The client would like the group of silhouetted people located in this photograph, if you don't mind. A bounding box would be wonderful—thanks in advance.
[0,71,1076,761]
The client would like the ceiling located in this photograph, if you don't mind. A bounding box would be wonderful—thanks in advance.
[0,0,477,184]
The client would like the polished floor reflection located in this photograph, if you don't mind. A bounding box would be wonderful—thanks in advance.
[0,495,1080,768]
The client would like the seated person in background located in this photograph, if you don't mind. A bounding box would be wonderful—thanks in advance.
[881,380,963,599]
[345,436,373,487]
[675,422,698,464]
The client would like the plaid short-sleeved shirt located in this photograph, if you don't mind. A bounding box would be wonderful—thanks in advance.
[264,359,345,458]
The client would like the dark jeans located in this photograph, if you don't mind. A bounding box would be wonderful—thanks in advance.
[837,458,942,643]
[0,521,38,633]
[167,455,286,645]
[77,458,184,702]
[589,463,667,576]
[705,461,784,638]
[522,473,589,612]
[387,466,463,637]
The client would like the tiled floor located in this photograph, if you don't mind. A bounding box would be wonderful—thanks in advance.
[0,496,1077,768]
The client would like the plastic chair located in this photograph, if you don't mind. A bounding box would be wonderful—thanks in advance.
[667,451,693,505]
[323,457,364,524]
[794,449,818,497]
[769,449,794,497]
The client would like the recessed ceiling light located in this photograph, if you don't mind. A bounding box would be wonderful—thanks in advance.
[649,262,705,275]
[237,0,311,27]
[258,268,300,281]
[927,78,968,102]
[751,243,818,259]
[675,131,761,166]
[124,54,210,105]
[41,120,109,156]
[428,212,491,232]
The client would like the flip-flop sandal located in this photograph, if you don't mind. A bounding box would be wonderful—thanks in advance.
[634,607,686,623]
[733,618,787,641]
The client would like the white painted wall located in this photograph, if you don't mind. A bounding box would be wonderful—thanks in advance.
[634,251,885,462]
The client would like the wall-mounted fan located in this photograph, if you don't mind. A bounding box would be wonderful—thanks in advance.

## Your instructions
Starting with the line containing "The client would like the recessed" and going on through the end of the records, rescale every bounding-box coordinate by 1.55, rounding to whole numbers with halves going up. Reproduce only those lines, requests included.

## Right answer
The client would like the recessed ceiling light located in this photograph, if you don't mind. A bounding box would be wonderful—thanks in advance.
[1006,406,1093,426]
[367,0,482,42]
[400,415,465,436]
[1437,121,1500,158]
[1164,377,1268,401]
[1046,203,1180,257]
[192,84,326,163]
[64,186,169,242]
[663,329,761,360]
The client would like the flip-flop sandal located in this photograph, if you don't mind. A bounding box would be wonderful—thanks in advance.
[983,941,1063,966]
[1136,958,1220,994]
The client would like the white painted wall located in this photograph, if you don't mind. A bounding box would be wonderful—thanks in advance.
[983,389,1372,716]
The client would like the wall-mounted fan located in this photograph, if you don't mind. A bounding box would be wonderful—thanks in advance.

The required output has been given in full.